TEXTO FORNECIDO |
┏━━

Qual a importância do material com que são feitos, o cristal?
O principal benefício é que são um cristal e a energia próxima do centro de poder é muito forte. Escolhendo a pedra certa conforme as questões que deseja trabalhar, o cristal é algo muito poderoso de se colocar ali.
As posturas da Shakti Yoga podem ser feitas por qualquer pessoa? Em quê elas se diferenciam de outras modalidades do yoga? Pode falar um pouco mais sobre os benefício que proporcionam para essa redescoberta da sexualidade?
[É um processo muito mais interno do que físico. Foco mais nas pranayamas, as técnicas respiratórias do yoga, do que necessariamente nos asanas. Uso, sim, algumas posturas que possibilitam a abertura do centro de poder feminino. Mas foco mais ainda na respiração, que acredito ser a chave para a liberação de emoções e traumas e para que possamos chegar a uma sexualidade fluida e, em última instância, ao poder que desejamos.
O curso tem algum diferencial prático em relação a uma aula tradicional?
Na shakti usamos o vibrador junto com alguns pranayamas. A mulher está sentada, numa postura meditativa, fazendo uma respiração que indico, e em alguns momentos usa um vibrador, por fora da roupa mesmo, nada invasivo. O objetivo é colocar uma vibração no períneo, de forma que impulsione e facilite a ascensão da kundalini. Misturamos meditações ativas, tântricas, vibracionais, com pranayamas muito poderosos. Acabo trazendo a busca pelo sagrado feminino.

┗━━

DADOS APRESENTADOS |
┏━━

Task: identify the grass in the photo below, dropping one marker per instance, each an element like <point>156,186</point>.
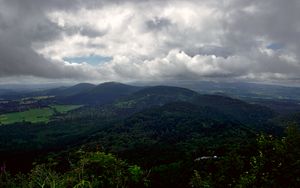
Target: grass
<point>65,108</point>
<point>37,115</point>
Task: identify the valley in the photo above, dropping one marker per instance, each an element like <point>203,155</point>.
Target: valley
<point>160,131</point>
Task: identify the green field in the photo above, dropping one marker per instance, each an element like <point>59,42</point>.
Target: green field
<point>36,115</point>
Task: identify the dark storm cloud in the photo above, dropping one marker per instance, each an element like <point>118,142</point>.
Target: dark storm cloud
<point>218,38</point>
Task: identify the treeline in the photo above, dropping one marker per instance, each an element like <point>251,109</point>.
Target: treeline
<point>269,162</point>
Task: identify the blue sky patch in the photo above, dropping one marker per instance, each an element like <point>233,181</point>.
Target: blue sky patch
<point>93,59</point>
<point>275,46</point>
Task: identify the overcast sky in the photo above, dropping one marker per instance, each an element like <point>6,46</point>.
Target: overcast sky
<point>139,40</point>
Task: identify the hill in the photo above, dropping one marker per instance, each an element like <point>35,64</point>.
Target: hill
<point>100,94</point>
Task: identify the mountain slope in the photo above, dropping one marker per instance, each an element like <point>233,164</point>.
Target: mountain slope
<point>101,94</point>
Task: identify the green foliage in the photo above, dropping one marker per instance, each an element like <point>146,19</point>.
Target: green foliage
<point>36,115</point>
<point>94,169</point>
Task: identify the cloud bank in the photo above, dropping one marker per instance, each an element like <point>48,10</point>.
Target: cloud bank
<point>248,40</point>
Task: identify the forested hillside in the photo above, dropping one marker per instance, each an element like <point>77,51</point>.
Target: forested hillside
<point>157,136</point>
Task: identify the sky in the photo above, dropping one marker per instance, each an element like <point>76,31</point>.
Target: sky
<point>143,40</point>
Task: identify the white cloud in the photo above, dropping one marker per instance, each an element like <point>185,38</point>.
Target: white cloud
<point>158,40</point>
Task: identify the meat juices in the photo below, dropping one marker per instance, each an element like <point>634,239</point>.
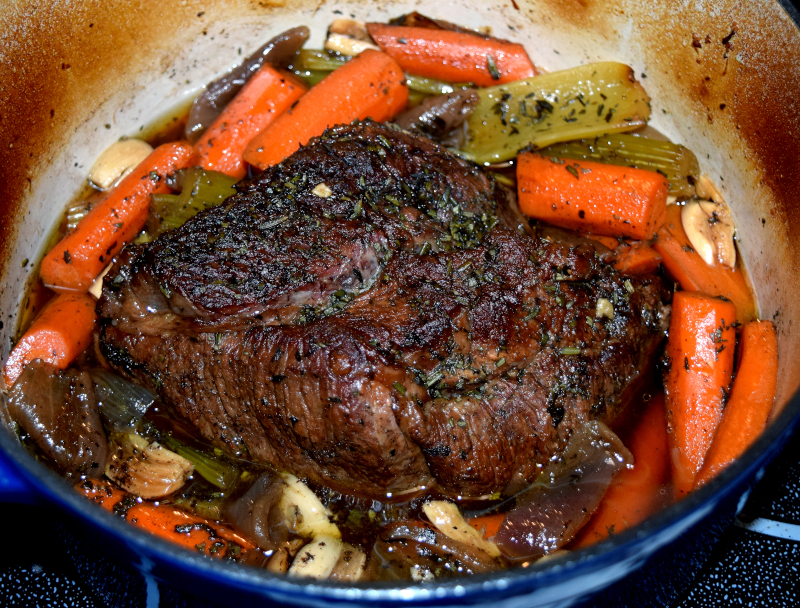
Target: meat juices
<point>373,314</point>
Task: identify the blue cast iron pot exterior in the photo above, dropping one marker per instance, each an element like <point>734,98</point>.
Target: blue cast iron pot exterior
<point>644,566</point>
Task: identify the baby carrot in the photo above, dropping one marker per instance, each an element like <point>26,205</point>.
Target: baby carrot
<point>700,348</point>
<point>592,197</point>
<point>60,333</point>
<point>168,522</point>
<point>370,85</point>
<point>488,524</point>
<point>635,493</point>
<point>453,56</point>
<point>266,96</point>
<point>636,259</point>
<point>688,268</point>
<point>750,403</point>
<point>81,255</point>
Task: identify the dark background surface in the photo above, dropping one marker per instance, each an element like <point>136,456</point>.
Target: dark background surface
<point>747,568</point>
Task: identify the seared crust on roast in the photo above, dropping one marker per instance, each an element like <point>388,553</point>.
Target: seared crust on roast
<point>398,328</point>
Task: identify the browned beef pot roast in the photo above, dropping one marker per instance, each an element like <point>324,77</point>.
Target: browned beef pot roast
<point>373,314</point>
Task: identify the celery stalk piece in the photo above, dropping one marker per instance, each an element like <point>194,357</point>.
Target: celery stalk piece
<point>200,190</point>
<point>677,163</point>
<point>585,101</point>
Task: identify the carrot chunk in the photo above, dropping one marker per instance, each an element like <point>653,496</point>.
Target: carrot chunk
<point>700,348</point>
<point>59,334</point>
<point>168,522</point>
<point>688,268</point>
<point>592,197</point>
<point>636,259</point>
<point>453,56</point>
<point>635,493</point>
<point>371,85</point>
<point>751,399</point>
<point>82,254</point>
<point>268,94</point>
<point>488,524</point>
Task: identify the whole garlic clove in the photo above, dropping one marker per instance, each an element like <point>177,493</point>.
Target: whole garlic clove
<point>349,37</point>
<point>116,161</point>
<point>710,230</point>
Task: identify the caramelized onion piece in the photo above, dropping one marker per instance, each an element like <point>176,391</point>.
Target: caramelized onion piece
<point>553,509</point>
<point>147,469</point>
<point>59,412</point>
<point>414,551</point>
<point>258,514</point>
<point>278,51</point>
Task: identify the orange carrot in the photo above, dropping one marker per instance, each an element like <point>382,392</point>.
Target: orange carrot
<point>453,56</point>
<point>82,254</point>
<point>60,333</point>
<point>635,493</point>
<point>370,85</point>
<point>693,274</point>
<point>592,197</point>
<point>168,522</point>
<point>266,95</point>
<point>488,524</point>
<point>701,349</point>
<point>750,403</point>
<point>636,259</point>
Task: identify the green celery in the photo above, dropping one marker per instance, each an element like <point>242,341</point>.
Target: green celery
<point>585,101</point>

┗━━
┏━━

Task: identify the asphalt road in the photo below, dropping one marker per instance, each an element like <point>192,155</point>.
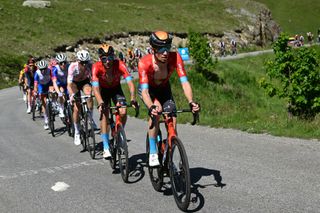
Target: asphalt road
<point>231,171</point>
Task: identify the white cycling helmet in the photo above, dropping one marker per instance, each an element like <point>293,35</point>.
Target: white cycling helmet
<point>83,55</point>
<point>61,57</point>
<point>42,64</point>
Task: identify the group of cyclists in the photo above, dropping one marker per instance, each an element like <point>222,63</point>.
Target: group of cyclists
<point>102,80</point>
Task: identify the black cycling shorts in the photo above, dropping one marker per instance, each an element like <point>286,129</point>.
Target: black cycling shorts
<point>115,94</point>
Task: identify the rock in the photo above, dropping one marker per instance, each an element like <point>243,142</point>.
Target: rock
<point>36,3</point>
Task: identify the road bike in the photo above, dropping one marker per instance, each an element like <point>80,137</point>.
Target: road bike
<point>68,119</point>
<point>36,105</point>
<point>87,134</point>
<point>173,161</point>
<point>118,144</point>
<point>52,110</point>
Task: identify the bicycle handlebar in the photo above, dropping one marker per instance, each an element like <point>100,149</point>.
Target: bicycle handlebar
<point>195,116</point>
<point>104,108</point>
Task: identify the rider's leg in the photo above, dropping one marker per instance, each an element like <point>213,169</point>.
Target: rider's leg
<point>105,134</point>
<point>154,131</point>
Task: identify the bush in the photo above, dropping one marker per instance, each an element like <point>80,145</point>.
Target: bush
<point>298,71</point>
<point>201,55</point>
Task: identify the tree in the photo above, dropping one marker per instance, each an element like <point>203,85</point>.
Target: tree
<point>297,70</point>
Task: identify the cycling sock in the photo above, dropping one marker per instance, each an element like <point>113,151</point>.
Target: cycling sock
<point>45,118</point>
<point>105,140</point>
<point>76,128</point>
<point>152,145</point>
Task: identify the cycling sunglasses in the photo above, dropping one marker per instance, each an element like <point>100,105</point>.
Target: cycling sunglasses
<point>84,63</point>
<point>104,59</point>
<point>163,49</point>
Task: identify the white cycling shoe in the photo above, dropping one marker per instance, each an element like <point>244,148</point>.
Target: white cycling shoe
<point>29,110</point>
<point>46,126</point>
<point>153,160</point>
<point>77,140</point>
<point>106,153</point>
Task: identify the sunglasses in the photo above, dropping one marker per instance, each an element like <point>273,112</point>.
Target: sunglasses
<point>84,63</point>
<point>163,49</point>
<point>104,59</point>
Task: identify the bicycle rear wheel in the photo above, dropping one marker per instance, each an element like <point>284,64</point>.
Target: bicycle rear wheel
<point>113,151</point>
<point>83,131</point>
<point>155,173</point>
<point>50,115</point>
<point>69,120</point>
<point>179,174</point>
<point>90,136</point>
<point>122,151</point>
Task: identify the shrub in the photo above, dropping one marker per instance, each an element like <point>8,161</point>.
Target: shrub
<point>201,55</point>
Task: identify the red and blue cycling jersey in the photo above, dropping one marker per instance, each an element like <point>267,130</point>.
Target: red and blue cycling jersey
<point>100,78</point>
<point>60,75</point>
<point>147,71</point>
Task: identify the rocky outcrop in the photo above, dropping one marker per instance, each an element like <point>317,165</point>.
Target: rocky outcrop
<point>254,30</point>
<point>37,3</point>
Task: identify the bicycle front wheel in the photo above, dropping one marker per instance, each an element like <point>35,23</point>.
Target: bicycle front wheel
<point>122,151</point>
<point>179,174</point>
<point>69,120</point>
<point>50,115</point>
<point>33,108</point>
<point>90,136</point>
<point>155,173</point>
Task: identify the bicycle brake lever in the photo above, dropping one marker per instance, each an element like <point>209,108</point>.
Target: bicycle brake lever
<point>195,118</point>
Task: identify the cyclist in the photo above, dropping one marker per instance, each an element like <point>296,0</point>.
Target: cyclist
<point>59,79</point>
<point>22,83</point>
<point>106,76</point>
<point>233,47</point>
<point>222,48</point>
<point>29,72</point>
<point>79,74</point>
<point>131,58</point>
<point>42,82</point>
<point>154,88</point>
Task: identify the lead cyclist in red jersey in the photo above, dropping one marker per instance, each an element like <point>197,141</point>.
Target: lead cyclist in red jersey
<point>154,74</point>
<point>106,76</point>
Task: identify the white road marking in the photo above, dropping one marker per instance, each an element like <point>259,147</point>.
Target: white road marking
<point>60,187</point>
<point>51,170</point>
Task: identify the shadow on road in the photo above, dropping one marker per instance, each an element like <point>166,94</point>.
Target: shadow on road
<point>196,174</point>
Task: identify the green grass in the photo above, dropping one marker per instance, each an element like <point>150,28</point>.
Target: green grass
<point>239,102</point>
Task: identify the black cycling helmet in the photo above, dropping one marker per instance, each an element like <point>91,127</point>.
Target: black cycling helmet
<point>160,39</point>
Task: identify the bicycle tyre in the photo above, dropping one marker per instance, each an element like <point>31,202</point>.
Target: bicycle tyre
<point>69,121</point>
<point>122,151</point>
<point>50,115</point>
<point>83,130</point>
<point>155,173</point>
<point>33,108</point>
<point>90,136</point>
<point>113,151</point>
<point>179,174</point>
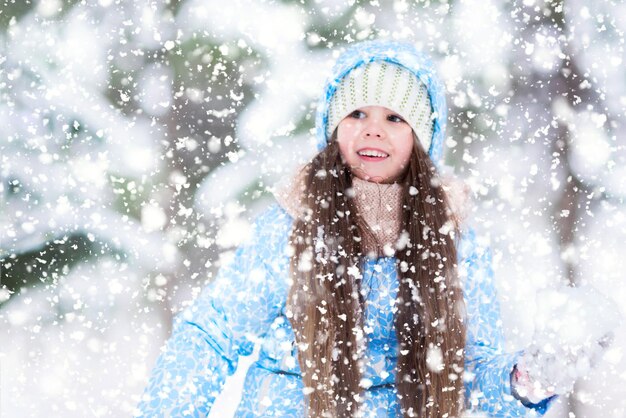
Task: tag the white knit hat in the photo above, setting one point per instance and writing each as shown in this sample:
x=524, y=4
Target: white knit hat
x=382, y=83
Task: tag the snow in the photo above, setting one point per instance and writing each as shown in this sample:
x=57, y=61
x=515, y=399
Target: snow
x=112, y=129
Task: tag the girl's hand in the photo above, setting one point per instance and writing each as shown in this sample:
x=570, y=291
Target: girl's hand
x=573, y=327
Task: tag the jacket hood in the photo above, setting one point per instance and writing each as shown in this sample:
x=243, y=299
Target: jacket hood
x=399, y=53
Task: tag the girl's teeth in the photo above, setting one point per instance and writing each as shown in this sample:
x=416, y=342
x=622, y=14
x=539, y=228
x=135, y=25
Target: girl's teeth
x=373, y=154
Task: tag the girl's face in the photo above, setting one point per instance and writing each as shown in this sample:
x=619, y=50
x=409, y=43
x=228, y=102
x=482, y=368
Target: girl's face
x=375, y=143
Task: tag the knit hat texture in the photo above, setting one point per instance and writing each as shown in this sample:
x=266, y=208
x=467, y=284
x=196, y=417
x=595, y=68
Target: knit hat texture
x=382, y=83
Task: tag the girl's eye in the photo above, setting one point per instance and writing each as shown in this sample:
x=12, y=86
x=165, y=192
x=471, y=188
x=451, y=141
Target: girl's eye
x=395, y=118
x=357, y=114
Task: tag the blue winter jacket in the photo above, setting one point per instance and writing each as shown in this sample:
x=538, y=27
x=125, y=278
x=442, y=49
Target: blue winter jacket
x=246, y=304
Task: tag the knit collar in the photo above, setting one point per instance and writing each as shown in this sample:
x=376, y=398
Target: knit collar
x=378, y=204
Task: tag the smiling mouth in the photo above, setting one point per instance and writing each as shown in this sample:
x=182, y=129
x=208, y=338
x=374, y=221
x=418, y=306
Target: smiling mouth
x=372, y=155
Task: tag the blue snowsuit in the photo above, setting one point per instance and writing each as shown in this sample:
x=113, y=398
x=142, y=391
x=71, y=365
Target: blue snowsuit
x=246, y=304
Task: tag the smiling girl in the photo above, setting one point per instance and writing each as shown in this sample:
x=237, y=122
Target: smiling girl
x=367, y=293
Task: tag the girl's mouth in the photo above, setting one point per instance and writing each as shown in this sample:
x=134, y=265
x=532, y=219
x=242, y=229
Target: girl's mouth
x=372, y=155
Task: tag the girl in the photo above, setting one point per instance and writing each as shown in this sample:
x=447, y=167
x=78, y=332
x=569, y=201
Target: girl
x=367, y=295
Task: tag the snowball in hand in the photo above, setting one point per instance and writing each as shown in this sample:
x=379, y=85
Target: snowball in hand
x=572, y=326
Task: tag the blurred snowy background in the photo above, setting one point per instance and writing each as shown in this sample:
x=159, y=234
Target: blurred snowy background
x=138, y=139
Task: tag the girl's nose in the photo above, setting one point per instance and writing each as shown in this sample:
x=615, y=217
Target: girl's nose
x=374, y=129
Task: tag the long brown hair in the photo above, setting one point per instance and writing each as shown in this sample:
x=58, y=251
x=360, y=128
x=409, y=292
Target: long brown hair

┗━━
┏━━

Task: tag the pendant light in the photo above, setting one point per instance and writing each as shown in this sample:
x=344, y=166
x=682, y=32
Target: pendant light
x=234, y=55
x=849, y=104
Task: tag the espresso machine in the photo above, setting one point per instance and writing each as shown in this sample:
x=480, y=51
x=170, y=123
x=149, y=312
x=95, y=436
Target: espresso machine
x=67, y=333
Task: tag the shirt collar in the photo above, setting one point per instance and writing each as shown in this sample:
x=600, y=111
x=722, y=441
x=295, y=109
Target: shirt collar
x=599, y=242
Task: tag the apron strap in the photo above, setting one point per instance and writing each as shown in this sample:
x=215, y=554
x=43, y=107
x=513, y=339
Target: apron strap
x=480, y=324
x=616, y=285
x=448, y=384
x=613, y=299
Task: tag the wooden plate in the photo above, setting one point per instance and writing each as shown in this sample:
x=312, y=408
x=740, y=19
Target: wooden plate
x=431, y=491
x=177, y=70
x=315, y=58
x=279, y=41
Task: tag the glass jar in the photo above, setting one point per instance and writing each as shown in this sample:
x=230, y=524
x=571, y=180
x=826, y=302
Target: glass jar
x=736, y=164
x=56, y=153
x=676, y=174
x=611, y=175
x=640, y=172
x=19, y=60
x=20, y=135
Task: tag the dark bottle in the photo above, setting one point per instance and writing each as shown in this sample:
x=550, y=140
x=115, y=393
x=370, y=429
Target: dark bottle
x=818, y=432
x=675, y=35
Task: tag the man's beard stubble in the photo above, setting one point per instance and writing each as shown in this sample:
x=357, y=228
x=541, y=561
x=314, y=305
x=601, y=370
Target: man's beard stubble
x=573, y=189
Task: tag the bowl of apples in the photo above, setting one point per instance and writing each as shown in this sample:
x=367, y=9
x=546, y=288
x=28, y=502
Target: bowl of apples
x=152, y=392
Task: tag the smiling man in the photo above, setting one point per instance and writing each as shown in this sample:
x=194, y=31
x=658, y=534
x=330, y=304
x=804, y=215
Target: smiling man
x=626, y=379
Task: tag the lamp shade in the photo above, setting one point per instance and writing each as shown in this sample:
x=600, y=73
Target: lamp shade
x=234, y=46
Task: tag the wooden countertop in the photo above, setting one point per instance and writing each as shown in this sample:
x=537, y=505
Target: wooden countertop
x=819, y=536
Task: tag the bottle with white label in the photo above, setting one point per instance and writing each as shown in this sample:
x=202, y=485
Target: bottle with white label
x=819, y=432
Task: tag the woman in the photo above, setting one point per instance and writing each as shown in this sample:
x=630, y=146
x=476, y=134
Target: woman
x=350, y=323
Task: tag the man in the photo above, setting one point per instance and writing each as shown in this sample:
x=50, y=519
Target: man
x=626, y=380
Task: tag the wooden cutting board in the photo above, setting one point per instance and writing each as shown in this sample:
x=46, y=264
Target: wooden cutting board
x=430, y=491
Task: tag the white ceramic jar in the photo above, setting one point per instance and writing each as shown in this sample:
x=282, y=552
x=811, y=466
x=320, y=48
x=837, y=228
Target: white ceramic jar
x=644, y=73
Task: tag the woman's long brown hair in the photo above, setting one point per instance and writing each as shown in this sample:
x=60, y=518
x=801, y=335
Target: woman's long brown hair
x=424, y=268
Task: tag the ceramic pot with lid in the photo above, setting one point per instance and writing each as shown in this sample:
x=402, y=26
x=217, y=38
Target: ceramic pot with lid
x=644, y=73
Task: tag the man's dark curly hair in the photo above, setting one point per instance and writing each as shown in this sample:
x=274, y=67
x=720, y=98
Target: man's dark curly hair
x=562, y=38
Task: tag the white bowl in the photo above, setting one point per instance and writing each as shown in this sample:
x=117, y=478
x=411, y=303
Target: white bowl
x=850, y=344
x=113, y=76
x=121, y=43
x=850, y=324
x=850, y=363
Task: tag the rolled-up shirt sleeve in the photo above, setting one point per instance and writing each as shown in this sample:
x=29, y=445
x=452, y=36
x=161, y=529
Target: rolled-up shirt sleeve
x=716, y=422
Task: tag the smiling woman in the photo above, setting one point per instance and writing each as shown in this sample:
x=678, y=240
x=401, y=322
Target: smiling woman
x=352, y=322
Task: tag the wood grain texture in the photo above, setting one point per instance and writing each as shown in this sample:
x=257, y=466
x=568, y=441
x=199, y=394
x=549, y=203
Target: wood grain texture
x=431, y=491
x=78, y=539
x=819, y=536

┗━━

EXERCÍCIO 1 |
Resuma em duas frases o texto sobre Shakti Yoga.
EXERCÍCIO 2 |
Reescreva o trecho do texto sobre Shakti Yoga que começa em "Qual a importância" e vai até "se colocar ali.", substituindo "cristal" por "quartzo".
Os itens não são usados nesta atividade.

RESPOSTA 1 |
O texto afirma que o principal benefício do cristal é a energia muito forte próxima do centro de poder, e que a Shakti Yoga foca mais nos pranayamas, as técnicas respiratórias do yoga, do que nos asanas, pois a respiração é vista como a chave para liberar emoções e traumas. Na prática, a mulher fica sentada em postura meditativa, fazendo uma respiração indicada, e em alguns momentos usa um vibrador por fora da roupa para colocar uma vibração no períneo e facilitar a ascensão da kundalini.

RESPOSTA 2 |
Qual a importância do material com que são feitos, o quartzo?
O principal benefício é que são um quartzo e a energia próxima do centro de poder é muito forte. Escolhendo a pedra certa conforme as questões que deseja trabalhar, o quartzo é algo muito poderoso de se colocar ali.